START Excerpted passage
Space autism isn't innately less popular, it's the dumb bullshit space autism can lead to and how you package it/make gameplay out of it that leads to certain "autistic" games being "less popular" (Elite: D, which is my go to example of autism gone bad, sold >3 million copies somehow, so the less popular part is debatable). Elite Dangerous' in system travel is a good example. Hooray the scale is realistic and you don't get hollywood-dense asteroid fields, just a depressing empty black void, let's have the player waste 5+ minutes starting at a black screen with some orange text on it while he gets from planet A to planet B. And then let's penalize the players for not having saint-like patience with a deceleration mechanic that has 0 gameplay impact, besides wasting more of the player's time if he fails. This is on top of it not making sense in-universe to not have some kind of automation for this kind of tedium and it forms the bulk of the gametime.
END Excerpted passage
Stated goal 1: In the comment about Elite Dangerous, how many copies is the game said to have sold?
Stated goal 2: Continue the comment about Elite Dangerous, starting right after its final sentence.
START Entries supplied
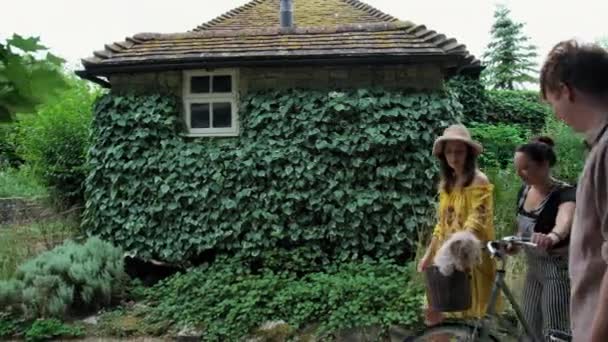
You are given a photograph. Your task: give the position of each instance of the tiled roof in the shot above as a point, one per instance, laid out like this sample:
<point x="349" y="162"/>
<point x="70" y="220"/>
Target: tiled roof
END Entries supplied
START Entries supplied
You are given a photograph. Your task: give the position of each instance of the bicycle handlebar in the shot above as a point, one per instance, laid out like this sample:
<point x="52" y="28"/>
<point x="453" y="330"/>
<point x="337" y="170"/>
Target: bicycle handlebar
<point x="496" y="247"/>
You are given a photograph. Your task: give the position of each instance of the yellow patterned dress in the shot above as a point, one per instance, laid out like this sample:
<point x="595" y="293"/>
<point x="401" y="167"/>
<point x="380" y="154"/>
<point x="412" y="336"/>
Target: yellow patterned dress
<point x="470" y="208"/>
END Entries supplied
START Entries supplied
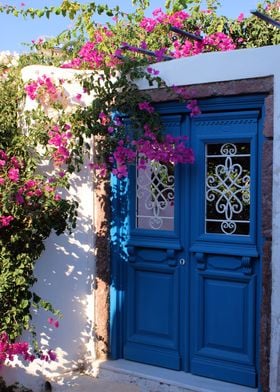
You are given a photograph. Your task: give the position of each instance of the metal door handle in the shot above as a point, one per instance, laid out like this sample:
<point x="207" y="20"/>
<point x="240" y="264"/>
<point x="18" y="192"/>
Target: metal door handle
END Entries supplied
Exercise answer 1: More than 3 million copies.

Exercise answer 2:
I'm not sure what Braben was thinking here, he wanted to immerse players in the boredom of long haul space flight? Yeah, well, maybe some things should just be implied rather than experienced, but hey in Elite:D you can experience the boredom in VR too! Was there a fucking GAME designer on the team? I mean FFS, arguably more autistic spaceflight titles like KSP or Orbiter acknowledge that space flight involves too much boredom/downtime where nothing happens, so you need a time acceleration button to skip past it to the actual gameplay. Hell, KSP also sold north of 3 million copies similar to Elite:D, so it shows that you can throw more autistic concepts at the player as long as you at least try to package it in some kind of gameplay that works, even if the packaging is clunky and janky and made by a gifted amateur.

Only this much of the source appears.